### [Problem set]
A) Summarize the passage on posterior knee pain in two sentences.
B) Answer these questions using the passage on posterior knee pain:
(i) What movement does the posterior cruciate ligament prevent?
(ii) What kind of blow typically causes a PCL injury?
(iii) Where does the pain of a deep vein thrombosis often start?

** Opening Selected passage block **

General tendinitis behind the knee from other tendons follows a similar pattern: gradual onset, pain that worsens with activity and improves with rest, and localized tenderness. It usually responds to reducing the activity that triggered it, icing the area, and slowly building back up.

Ligament Injuries

The posterior cruciate ligament (PCL) sits deep inside the knee and prevents the shinbone from sliding backward. Injuring it causes posterior knee pain and a feeling of instability, though isolated PCL injuries can be surprisingly subtle. Many people with a mild PCL tear don’t realize the ligament is damaged because the knee doesn’t always swell dramatically the way it does with a torn ACL.

PCL injuries typically happen from a direct blow to the front of the shin while the knee is bent, like hitting the dashboard in a car accident, or from a fall onto a bent knee during sports. If the knee feels like it’s “giving way” when you walk or change direction, especially on stairs or uneven ground, a ligament problem is worth investigating. A doctor can test for a PCL injury by checking whether the shinbone shifts backward more than it should when pressure is applied.

When Back-of-Knee Pain Is a Red Flag

Most causes of posterior knee pain are musculoskeletal and, while uncomfortable, aren’t dangerous. A deep vein thrombosis (DVT), or blood clot in a leg vein, is the exception. DVT can produce pain, cramping, or soreness that often starts in the calf and may extend to the back of the knee. The key differences from a muscle strain are the accompanying signs: noticeable swelling in the leg (not just the knee), skin that feels warm to the touch, and a change in skin color to red or purple.

DVT becomes life-threatening if the clot breaks free and travels to the lungs, causing a pulmonary embolism. Warning signs of that include sudden shortness of breath, chest pain that worsens when you breathe deeply or cough, a rapid pulse, dizziness, or coughing up blood. If you have leg swelling with warmth and discoloration, especially after a period of immobility like a long flight, surgery, or bed rest, seek emergency care.

** Closing Selected passage block **
** Opening Information supplied block **

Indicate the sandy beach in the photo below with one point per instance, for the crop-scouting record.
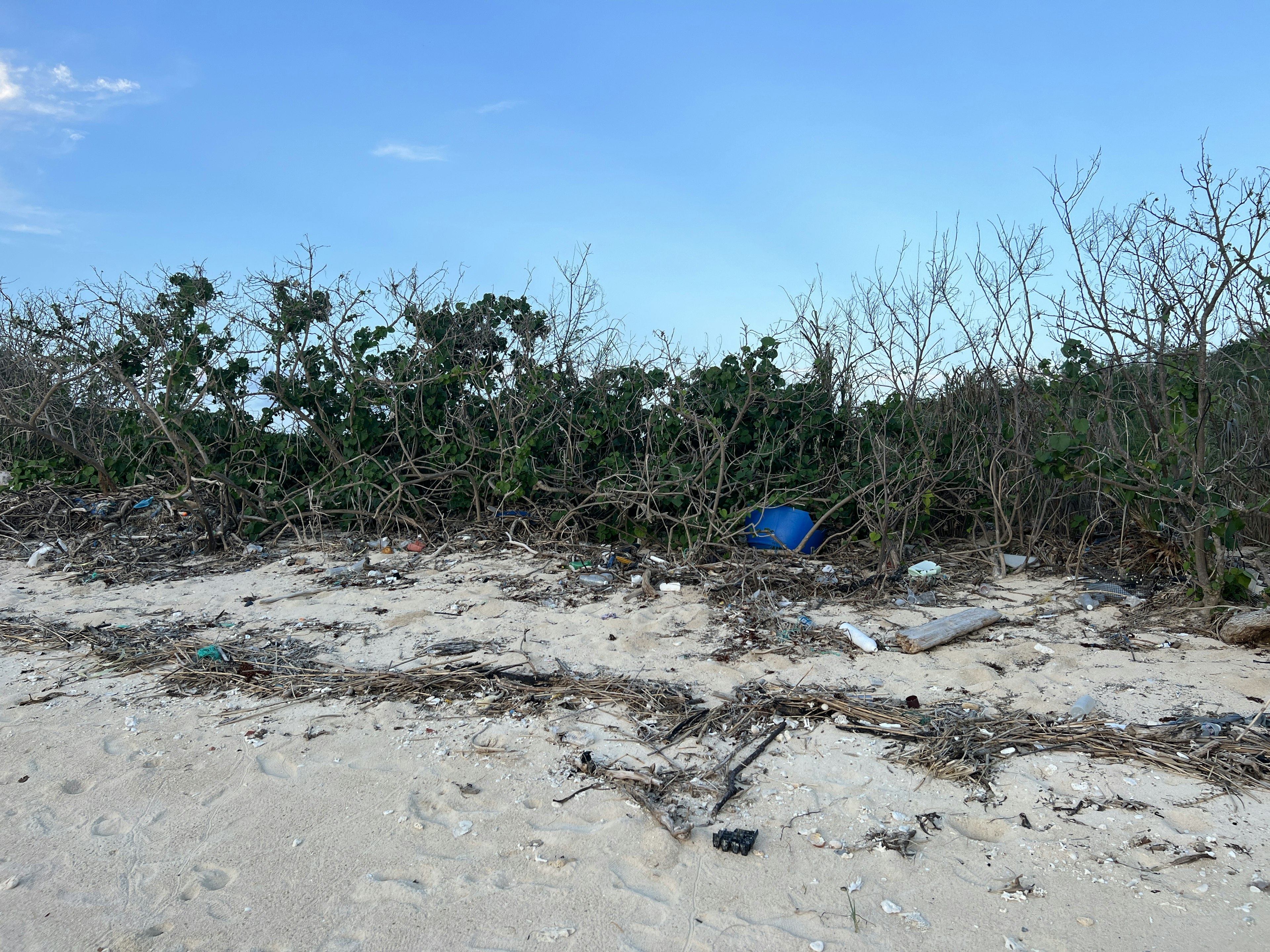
(139, 820)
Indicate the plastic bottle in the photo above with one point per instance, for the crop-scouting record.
(858, 638)
(341, 571)
(1084, 707)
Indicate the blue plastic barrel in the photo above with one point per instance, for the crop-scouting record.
(783, 527)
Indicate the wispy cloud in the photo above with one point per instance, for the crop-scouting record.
(502, 106)
(31, 229)
(33, 93)
(411, 154)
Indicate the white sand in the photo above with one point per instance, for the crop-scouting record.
(144, 824)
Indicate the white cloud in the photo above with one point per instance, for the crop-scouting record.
(63, 77)
(37, 92)
(30, 229)
(411, 154)
(500, 107)
(8, 88)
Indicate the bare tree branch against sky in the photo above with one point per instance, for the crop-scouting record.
(712, 155)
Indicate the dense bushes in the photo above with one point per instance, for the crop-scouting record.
(926, 403)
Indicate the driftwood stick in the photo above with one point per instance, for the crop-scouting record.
(1246, 627)
(943, 630)
(731, 791)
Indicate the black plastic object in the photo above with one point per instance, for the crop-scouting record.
(736, 841)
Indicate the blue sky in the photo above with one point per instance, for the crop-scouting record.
(713, 155)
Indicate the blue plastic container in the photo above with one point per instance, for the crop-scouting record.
(783, 527)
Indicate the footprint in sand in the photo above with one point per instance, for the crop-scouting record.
(207, 878)
(110, 825)
(981, 828)
(277, 766)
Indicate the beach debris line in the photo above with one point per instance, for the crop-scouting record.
(735, 841)
(944, 630)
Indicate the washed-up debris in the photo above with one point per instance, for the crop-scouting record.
(735, 841)
(944, 630)
(1246, 627)
(37, 555)
(858, 638)
(1084, 707)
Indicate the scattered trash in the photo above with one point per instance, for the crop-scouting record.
(340, 572)
(919, 598)
(1016, 562)
(37, 555)
(1246, 627)
(858, 638)
(783, 527)
(1108, 589)
(735, 841)
(1084, 707)
(944, 630)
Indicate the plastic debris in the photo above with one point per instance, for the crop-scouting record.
(1084, 707)
(1016, 562)
(735, 841)
(783, 527)
(1108, 589)
(340, 572)
(37, 555)
(858, 638)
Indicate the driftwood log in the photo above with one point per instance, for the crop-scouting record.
(943, 630)
(1246, 627)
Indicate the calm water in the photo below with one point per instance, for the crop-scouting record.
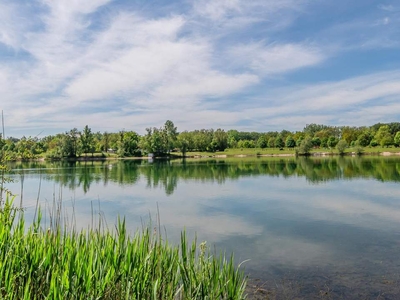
(325, 227)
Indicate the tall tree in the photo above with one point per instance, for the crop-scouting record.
(170, 135)
(87, 141)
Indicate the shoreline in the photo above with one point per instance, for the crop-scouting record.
(213, 155)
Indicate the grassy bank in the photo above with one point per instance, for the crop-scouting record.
(288, 151)
(93, 264)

** Closing Information supplied block **

### [Answers by item number]
A) A posterior cruciate ligament injury causes posterior knee pain and a feeling of instability, yet it can be subtle because the knee doesn't always swell dramatically. Most causes of back-of-knee pain aren't dangerous, but a deep vein thrombosis is the exception: it brings leg swelling, warm skin and red or purple discoloration, and it becomes life-threatening if the clot travels to the lungs.

B)
(i) It prevents the shinbone from sliding backward.
(ii) A direct blow to the front of the shin while the knee is bent.
(iii) In the calf.